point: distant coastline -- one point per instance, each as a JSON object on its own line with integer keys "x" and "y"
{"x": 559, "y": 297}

────────

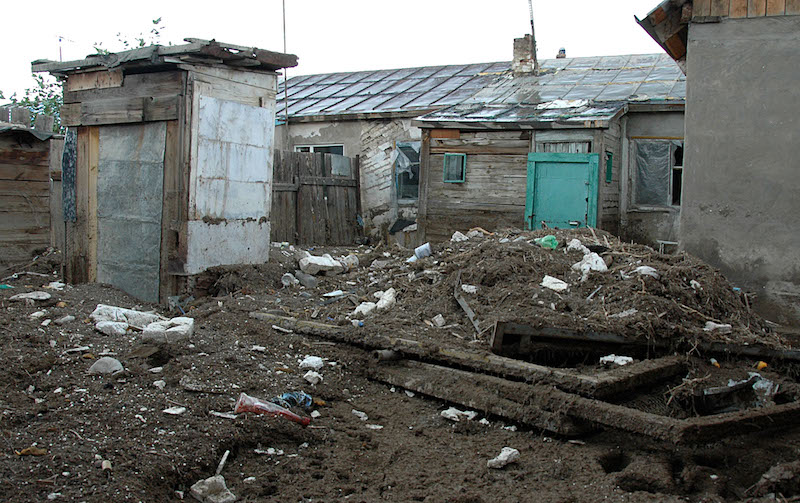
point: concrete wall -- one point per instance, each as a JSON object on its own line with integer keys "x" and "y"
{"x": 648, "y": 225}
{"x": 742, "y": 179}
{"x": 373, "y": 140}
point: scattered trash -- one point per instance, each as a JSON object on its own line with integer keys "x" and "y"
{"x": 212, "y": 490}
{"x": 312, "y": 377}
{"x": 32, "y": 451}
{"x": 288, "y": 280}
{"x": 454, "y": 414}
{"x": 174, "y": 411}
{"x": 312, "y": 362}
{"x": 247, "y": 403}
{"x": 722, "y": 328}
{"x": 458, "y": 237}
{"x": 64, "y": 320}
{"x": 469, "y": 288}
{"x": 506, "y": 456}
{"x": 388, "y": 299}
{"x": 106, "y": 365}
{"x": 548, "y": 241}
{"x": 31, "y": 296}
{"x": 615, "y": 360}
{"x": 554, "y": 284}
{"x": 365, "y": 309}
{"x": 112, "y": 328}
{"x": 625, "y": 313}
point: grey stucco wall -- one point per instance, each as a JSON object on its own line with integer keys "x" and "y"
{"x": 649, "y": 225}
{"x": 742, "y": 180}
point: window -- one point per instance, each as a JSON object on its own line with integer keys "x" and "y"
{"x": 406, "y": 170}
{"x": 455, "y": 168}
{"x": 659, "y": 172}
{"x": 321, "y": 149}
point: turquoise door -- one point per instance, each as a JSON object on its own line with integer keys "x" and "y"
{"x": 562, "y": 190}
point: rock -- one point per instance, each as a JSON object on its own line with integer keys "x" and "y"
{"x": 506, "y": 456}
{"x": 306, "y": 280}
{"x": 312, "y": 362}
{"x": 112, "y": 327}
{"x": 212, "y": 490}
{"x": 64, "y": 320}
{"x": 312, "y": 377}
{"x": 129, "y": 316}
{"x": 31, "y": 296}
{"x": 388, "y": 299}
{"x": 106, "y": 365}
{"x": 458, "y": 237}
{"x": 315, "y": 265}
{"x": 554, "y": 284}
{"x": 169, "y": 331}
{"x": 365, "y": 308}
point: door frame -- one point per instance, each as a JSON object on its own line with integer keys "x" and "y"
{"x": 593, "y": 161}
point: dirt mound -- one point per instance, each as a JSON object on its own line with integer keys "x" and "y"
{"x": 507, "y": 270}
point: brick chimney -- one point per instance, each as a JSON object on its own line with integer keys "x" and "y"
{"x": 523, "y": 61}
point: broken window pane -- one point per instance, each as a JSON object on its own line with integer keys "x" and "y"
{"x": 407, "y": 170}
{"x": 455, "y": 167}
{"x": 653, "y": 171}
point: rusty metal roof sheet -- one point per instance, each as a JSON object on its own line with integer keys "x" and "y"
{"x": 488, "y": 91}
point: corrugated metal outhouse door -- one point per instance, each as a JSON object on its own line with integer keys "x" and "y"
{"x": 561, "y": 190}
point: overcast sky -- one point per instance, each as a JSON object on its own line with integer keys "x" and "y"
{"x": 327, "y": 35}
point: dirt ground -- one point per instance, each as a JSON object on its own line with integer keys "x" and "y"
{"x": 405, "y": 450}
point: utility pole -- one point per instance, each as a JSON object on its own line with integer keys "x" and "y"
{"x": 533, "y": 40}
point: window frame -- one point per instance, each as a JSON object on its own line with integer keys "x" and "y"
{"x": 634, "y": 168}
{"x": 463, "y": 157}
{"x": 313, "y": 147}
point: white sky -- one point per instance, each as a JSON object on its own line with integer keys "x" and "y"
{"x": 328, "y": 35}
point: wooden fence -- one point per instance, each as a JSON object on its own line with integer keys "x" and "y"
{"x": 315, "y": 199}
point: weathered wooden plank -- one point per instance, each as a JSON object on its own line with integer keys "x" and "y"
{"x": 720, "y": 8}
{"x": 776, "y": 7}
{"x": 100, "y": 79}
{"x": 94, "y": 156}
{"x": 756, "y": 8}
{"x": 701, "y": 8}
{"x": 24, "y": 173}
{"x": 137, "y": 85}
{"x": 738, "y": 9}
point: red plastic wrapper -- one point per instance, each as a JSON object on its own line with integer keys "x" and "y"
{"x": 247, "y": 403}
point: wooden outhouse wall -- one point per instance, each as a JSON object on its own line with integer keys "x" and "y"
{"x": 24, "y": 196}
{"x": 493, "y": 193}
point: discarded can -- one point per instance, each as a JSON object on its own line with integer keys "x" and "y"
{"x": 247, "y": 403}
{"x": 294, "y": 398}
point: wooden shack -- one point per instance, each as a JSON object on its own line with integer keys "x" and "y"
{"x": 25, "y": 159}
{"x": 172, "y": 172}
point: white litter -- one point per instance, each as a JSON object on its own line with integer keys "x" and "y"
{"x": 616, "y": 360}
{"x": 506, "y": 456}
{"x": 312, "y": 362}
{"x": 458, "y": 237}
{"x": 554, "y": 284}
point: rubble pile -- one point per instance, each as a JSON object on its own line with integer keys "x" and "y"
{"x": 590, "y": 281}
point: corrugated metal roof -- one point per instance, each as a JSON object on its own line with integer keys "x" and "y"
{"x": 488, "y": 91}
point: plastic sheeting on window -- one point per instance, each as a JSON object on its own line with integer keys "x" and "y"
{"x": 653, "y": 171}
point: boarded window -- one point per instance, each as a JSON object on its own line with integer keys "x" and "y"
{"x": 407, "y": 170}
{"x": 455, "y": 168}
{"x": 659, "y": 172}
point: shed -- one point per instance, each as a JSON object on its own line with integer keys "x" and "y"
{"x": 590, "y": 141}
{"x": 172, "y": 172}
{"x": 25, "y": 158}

────────

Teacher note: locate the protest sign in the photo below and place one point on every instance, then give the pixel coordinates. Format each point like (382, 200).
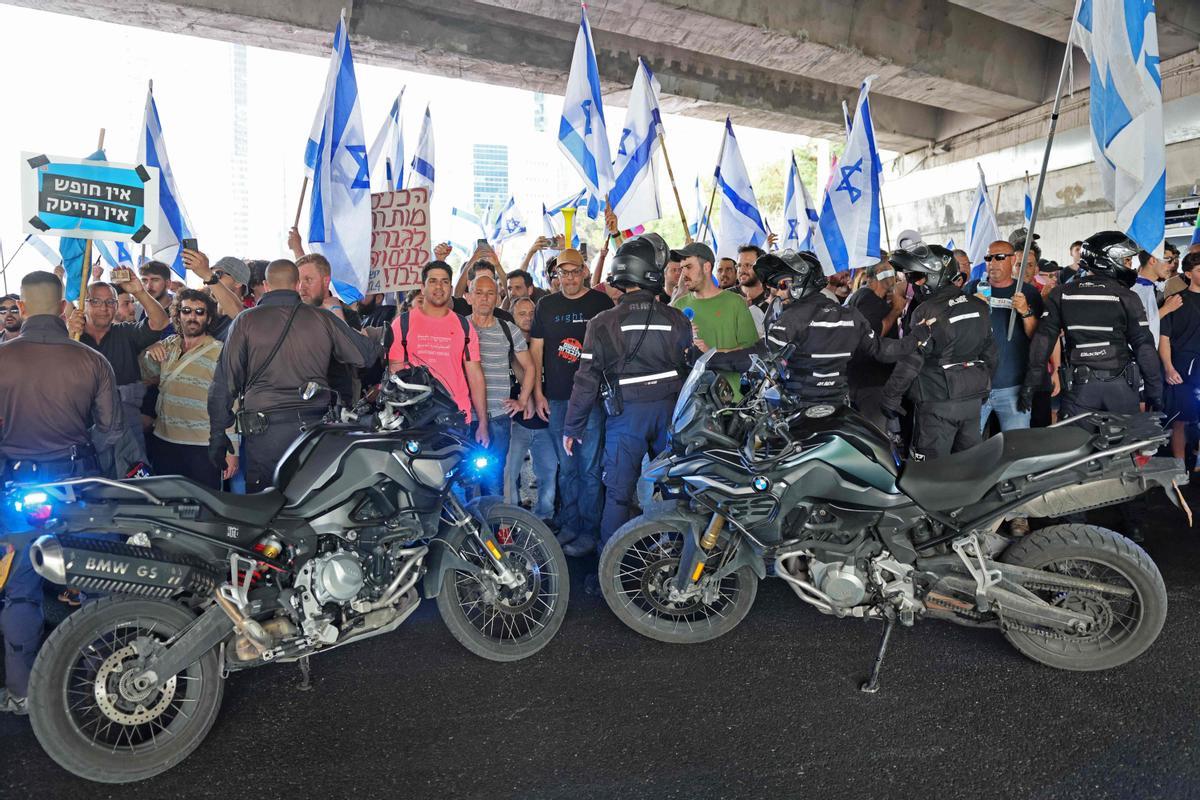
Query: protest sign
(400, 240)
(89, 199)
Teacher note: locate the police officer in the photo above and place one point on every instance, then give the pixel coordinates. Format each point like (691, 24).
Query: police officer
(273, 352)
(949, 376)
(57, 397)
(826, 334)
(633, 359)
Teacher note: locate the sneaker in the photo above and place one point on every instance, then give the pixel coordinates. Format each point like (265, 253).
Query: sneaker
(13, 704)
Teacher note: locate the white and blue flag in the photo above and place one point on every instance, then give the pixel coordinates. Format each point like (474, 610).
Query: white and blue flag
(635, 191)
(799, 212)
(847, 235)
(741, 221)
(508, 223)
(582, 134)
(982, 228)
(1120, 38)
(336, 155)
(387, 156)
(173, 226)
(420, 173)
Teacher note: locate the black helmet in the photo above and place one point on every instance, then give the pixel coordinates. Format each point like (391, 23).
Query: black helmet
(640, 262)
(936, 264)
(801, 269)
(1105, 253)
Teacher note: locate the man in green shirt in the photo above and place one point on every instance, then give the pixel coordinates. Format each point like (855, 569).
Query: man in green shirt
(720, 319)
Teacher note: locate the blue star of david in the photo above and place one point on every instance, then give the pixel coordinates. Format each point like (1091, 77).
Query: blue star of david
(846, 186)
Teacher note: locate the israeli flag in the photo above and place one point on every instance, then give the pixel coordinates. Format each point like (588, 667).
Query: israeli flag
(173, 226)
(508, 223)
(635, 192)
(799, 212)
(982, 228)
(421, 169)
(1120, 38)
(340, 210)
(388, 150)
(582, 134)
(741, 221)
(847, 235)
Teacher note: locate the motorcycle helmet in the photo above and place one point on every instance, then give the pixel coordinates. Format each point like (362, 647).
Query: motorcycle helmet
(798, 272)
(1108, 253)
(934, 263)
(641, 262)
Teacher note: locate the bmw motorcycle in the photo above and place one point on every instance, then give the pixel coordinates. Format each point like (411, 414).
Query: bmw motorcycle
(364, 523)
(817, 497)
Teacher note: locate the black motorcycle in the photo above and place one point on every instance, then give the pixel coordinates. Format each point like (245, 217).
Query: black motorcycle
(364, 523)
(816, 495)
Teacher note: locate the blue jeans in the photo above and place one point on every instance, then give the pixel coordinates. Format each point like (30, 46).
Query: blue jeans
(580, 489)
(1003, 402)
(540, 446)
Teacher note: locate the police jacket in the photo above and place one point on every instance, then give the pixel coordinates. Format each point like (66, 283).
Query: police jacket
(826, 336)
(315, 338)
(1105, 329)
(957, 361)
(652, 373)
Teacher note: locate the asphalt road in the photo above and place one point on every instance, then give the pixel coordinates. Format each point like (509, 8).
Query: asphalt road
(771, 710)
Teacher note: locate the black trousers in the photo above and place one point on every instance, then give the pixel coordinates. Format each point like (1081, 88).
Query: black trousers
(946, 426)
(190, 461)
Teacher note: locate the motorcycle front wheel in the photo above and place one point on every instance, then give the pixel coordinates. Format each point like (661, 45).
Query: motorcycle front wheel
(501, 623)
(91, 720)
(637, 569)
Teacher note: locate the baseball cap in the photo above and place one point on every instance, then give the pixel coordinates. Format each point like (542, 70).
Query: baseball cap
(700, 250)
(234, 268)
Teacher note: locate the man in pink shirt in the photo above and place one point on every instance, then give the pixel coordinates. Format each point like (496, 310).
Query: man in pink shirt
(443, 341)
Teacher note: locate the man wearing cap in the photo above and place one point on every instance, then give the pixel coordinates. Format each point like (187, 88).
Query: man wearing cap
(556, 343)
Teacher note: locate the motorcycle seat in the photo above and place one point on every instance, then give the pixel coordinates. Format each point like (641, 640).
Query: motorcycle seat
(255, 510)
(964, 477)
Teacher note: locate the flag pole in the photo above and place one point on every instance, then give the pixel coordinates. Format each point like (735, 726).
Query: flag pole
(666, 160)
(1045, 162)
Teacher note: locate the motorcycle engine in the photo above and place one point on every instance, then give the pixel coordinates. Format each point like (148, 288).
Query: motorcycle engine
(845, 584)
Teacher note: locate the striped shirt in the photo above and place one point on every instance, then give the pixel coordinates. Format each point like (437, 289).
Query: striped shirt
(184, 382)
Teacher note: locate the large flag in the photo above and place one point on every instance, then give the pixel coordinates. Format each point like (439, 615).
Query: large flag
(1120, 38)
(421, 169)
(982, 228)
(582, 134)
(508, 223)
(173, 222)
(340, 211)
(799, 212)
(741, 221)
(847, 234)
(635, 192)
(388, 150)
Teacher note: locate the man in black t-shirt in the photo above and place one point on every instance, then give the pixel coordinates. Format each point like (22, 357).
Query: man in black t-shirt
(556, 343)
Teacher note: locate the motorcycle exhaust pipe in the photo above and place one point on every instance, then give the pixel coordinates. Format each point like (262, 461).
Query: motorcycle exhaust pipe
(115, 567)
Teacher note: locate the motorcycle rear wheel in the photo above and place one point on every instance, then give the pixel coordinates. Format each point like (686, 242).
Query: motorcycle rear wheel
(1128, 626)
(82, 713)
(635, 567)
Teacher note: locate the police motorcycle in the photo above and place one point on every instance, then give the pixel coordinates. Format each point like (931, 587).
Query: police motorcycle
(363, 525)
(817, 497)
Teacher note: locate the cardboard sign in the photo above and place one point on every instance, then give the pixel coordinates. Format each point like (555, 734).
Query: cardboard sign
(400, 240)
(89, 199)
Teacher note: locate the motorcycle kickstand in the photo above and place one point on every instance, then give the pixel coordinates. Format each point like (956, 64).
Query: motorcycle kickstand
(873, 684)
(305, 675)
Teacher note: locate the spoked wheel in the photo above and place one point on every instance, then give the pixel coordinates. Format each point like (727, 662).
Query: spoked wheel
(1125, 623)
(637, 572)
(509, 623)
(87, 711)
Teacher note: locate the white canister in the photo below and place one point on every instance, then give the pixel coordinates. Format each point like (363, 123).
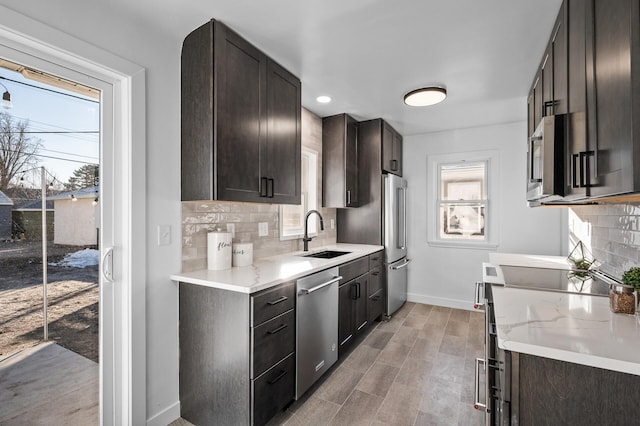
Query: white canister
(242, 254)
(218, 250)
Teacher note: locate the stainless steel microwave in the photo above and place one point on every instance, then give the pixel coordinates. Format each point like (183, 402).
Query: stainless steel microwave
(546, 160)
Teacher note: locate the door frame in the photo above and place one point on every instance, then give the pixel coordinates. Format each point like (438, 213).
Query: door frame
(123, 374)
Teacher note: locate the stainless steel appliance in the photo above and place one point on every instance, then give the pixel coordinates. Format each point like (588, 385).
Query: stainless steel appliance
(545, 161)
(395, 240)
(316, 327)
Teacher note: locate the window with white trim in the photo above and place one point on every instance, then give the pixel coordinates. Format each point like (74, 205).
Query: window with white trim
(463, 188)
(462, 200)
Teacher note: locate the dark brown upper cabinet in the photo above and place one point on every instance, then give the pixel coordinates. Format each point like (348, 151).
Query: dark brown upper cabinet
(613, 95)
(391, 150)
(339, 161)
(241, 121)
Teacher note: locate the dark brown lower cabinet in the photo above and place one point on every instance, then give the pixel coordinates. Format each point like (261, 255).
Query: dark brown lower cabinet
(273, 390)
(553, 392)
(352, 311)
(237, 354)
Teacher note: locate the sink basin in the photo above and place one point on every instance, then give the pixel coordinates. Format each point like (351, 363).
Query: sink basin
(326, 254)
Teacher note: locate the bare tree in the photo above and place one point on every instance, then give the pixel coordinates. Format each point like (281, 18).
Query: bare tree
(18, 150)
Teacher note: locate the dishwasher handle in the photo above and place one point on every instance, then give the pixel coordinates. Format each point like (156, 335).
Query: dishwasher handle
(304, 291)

────────

> WORK INSTRUCTION: Looking back over the data above, restate word for word the lines that begin at the line with "Teacher note: locate the motorcycle seat" and end at the line with "Teacher note: locate the man in black", inclusive.

> EXPECTED ANSWER:
Teacher note: locate the motorcycle seat in the photo above and place one point on every instance, then give the pixel coordinates. Format each point like (641, 640).
Query: motorcycle seat
(255, 510)
(964, 477)
Teacher note: locate the flag pole in the photo above and place one point on every instance, then give the pixel coordinates. Format each point like (735, 726).
Query: flag pole
(666, 160)
(1045, 162)
Teacher note: locate the motorcycle engine in the photo above and place one point on every instance, then give the pixel coordinates. Format each point like (148, 288).
Query: motorcycle engine
(845, 584)
Teacher note: locate the striped shirt in the photo above and place one point on every instance, then give the pixel coordinates. Format each point like (437, 289).
Query: striped shirt
(184, 382)
Teacher note: locate the large flag in the photo above and place one point on every instance, then give the pixel coordinates. Format each point like (439, 615).
Query: large flag
(1120, 38)
(421, 169)
(982, 228)
(582, 134)
(508, 223)
(173, 222)
(340, 211)
(799, 212)
(741, 221)
(847, 234)
(635, 192)
(388, 150)
Teacher note: locate the man in black t-shirt in the photo above and place one point on every instance, then give the pixel coordinates. Format each point like (22, 357).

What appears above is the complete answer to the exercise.